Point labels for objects
◇ ◇ ◇ ◇ ◇
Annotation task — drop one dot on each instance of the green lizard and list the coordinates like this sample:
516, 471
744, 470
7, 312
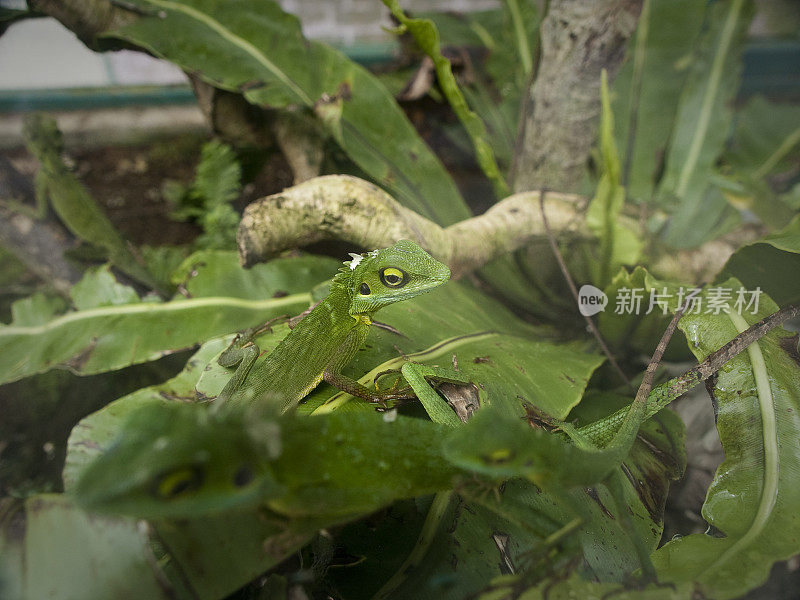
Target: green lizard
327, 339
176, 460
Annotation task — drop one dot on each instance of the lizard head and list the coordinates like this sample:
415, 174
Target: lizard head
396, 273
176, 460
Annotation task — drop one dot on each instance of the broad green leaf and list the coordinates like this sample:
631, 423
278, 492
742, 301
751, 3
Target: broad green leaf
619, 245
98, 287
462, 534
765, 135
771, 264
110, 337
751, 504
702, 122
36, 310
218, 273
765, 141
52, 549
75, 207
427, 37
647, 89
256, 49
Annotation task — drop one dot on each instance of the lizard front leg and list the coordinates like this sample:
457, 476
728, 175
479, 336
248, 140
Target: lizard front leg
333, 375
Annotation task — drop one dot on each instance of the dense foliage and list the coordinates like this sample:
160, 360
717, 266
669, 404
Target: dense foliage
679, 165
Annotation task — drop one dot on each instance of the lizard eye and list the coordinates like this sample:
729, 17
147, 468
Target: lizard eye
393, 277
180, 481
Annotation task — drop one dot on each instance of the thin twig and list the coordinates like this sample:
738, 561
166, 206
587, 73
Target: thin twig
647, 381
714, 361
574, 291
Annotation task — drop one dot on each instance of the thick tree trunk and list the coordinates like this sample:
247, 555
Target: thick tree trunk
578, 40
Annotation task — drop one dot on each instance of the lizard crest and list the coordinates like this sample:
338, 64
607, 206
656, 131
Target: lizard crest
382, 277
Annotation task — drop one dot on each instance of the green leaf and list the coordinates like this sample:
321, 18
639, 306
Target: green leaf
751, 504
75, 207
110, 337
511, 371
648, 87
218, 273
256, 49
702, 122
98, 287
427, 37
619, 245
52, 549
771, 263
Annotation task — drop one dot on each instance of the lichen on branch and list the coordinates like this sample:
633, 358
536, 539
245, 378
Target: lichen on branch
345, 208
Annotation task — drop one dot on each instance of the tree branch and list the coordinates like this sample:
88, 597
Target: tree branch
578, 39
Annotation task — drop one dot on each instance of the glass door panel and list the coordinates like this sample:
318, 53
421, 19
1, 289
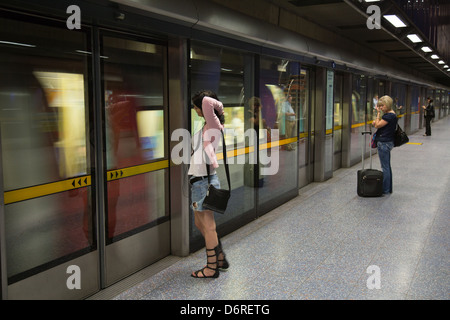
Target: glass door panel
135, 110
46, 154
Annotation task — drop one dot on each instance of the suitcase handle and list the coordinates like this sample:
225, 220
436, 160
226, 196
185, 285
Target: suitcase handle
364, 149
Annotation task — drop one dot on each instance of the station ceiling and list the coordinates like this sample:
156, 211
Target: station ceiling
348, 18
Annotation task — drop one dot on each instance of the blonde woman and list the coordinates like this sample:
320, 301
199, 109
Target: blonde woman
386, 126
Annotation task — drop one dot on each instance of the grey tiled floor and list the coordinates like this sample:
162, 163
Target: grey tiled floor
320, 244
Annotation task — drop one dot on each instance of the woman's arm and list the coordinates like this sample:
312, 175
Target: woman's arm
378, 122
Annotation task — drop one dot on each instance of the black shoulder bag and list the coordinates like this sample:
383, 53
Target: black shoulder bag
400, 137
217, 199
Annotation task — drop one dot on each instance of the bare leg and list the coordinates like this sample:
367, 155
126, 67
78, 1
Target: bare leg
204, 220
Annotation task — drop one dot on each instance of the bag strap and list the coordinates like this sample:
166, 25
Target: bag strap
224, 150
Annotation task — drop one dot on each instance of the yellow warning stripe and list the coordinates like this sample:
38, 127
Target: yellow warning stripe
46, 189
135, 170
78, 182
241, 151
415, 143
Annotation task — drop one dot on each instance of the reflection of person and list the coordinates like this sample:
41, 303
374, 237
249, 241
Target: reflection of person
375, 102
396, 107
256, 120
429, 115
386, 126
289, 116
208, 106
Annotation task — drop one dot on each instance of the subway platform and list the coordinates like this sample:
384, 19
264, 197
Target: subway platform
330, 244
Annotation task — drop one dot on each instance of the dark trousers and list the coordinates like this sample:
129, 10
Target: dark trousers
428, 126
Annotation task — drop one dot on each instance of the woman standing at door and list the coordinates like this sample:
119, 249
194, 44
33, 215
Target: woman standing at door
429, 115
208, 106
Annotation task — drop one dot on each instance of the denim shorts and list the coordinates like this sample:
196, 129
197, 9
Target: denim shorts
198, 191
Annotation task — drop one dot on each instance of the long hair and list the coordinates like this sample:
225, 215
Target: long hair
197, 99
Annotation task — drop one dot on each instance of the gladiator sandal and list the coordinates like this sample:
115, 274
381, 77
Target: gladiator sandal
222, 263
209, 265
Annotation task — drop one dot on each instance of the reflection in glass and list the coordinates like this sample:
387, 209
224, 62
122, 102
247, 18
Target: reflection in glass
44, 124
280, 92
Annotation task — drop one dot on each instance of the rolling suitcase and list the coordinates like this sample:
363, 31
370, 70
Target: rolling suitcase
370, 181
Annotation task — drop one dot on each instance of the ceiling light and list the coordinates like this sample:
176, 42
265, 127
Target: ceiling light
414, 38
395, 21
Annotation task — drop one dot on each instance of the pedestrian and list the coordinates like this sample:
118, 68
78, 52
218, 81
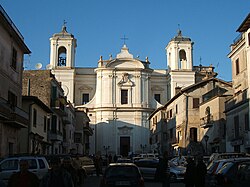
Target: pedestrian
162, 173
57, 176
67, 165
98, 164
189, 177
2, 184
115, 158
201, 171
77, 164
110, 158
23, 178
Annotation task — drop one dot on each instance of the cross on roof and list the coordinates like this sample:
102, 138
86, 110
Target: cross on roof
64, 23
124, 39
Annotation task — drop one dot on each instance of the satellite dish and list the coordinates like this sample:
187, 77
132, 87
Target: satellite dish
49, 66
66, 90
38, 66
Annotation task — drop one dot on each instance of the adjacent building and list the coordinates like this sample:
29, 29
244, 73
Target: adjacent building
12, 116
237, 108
◇ ◇ ◇ ◇ ◇
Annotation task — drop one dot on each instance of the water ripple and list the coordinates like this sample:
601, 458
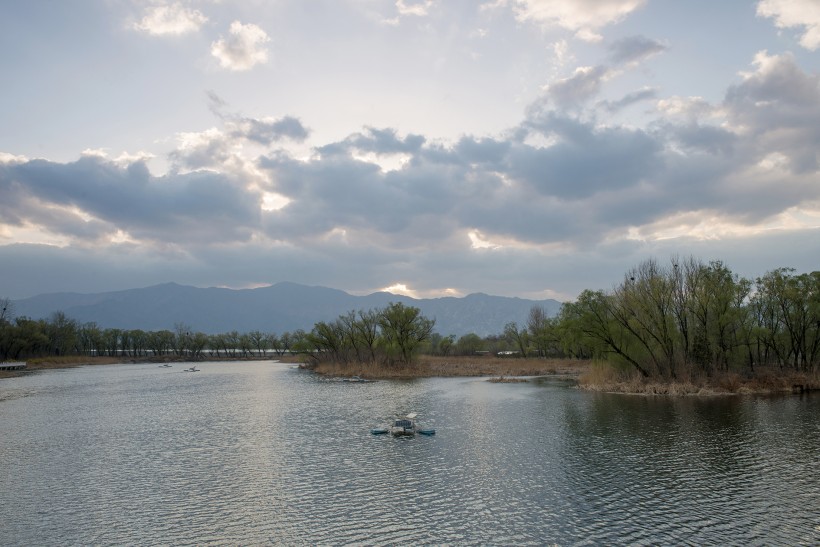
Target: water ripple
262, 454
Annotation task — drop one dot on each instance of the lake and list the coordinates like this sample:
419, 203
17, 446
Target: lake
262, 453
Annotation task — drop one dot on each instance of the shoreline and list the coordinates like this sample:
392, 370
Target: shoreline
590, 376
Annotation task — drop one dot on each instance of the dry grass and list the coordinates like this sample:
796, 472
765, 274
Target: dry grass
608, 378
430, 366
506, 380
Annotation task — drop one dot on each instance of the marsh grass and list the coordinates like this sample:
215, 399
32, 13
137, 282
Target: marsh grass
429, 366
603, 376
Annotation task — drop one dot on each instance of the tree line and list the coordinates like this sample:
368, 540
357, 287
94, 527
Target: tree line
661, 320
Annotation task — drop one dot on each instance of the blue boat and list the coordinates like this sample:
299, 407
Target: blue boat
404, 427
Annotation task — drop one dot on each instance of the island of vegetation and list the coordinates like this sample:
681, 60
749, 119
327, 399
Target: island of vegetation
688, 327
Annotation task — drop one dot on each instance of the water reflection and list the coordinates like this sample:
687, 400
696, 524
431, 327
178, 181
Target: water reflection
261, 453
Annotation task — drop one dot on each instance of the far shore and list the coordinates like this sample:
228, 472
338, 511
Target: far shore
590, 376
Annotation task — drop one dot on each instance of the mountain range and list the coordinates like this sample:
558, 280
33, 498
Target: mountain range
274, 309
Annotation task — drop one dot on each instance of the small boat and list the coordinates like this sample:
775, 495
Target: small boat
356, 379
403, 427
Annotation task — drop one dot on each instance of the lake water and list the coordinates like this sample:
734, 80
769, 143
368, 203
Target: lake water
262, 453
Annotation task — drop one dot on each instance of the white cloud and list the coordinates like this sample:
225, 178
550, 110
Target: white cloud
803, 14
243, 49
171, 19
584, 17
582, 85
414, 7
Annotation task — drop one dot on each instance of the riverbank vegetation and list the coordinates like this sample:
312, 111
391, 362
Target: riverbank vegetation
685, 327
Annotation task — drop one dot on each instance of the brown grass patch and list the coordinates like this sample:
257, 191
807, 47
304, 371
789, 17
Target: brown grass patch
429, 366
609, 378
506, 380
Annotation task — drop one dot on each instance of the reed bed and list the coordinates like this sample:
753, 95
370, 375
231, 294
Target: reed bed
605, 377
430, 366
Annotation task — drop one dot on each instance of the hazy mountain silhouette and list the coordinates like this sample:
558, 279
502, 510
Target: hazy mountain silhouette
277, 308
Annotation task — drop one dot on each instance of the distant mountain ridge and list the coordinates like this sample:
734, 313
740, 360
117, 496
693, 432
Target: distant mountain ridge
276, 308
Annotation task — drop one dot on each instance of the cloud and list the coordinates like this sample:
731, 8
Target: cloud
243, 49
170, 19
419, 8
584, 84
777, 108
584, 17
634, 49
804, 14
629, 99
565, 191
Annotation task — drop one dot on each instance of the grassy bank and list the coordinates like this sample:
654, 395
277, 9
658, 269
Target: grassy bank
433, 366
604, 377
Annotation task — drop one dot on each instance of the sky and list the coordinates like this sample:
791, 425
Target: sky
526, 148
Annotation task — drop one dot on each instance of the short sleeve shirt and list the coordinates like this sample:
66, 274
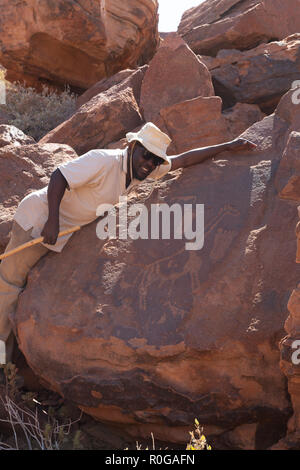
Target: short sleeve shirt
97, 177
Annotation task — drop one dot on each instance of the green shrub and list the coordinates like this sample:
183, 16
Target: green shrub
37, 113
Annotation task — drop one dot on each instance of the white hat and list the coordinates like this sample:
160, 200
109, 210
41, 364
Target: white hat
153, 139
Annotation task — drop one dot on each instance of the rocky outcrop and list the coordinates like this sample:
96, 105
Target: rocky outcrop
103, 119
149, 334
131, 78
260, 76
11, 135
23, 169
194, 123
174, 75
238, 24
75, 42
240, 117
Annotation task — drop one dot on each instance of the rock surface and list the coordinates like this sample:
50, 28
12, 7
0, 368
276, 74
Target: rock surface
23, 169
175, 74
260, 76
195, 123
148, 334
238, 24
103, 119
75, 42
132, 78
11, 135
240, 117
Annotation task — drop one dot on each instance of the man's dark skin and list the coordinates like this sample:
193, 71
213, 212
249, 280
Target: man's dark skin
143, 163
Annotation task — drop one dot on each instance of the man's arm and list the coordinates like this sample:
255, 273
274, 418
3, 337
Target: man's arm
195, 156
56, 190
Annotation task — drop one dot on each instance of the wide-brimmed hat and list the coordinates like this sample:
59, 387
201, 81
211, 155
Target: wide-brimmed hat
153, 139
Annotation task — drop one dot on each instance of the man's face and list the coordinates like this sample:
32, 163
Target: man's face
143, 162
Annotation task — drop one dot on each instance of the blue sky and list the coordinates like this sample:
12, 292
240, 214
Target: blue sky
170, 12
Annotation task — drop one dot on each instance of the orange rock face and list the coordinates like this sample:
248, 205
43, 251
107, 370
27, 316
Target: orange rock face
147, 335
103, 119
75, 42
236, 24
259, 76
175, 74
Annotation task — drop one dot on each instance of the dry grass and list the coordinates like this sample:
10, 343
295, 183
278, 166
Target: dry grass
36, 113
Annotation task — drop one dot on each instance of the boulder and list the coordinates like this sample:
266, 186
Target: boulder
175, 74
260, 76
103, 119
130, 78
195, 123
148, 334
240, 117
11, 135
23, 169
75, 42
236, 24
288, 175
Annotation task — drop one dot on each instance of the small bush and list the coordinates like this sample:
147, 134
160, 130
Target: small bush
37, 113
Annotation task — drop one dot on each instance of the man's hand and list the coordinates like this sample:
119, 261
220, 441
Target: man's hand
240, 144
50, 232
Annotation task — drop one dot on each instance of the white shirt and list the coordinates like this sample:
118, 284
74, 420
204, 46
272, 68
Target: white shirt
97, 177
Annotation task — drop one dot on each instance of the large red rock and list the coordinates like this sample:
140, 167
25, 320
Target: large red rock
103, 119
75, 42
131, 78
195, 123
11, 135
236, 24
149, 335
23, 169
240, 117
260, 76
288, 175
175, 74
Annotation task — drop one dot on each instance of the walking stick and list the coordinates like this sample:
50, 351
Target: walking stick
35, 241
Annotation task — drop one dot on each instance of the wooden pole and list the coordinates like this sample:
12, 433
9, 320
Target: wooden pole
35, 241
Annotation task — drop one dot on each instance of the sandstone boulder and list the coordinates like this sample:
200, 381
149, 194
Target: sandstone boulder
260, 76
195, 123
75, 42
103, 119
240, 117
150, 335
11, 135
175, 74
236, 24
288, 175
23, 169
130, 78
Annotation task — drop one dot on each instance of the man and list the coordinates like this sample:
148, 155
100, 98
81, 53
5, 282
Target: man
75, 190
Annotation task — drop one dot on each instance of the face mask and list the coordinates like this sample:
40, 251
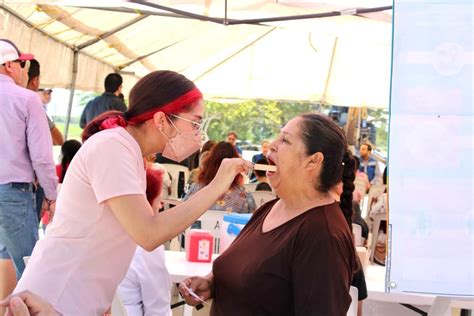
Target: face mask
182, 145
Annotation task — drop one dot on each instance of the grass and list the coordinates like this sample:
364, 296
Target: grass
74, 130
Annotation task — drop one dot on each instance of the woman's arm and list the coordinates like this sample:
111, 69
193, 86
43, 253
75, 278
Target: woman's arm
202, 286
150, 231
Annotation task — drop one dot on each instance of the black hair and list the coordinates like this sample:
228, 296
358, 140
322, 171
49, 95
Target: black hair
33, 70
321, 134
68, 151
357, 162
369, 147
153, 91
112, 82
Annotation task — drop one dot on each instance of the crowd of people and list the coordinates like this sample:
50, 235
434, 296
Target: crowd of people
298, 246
◇ ◇ ◇ ◇ ◇
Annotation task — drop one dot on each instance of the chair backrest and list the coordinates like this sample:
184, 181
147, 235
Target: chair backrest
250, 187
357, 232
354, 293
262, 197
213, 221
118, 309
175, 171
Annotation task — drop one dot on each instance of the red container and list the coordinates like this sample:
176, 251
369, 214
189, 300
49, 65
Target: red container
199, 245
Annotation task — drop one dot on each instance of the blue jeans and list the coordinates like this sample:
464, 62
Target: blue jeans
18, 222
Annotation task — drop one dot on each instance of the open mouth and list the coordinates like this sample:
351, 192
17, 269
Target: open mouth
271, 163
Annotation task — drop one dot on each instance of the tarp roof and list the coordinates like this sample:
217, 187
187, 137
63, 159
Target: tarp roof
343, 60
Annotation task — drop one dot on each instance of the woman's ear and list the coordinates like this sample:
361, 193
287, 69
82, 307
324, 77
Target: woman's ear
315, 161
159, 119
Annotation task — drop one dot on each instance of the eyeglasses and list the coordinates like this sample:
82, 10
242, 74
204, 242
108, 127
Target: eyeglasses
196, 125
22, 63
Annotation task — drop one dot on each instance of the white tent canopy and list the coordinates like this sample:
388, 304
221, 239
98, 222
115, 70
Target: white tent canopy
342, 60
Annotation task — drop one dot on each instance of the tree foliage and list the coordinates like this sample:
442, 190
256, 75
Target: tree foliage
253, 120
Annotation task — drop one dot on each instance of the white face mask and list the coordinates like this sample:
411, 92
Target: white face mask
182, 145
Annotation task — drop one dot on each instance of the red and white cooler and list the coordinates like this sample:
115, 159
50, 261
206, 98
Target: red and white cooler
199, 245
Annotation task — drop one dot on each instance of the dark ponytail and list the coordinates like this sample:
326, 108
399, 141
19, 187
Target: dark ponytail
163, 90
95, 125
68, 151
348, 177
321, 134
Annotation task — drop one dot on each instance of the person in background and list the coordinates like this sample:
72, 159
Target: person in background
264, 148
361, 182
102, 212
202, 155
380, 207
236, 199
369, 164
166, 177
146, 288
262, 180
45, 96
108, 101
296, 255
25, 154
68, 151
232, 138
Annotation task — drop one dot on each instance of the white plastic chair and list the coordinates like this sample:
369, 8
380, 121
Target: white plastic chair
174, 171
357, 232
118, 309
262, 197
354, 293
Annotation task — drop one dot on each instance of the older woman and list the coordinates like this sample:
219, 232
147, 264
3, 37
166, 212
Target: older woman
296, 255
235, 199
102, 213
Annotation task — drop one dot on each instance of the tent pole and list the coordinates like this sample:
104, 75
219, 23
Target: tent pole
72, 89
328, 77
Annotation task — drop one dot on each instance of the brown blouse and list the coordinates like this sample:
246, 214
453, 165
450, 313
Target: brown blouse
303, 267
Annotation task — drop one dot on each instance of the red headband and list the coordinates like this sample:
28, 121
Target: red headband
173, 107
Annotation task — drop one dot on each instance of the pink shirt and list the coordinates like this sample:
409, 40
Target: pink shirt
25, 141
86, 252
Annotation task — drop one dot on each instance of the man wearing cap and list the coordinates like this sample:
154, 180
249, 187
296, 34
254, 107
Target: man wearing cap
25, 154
◇ ◇ ◇ ◇ ◇
Work to do
Please gather every line in the listing above that contains the string "mask". Matching is case-sensitive.

Task result
Annotation task — drop one dot on each instance of the face mask and list the coordinates like this sample:
Target: face mask
Annotation task — drop one dot on each instance of the white face mask and list the coordinates like this sample:
Target: white face mask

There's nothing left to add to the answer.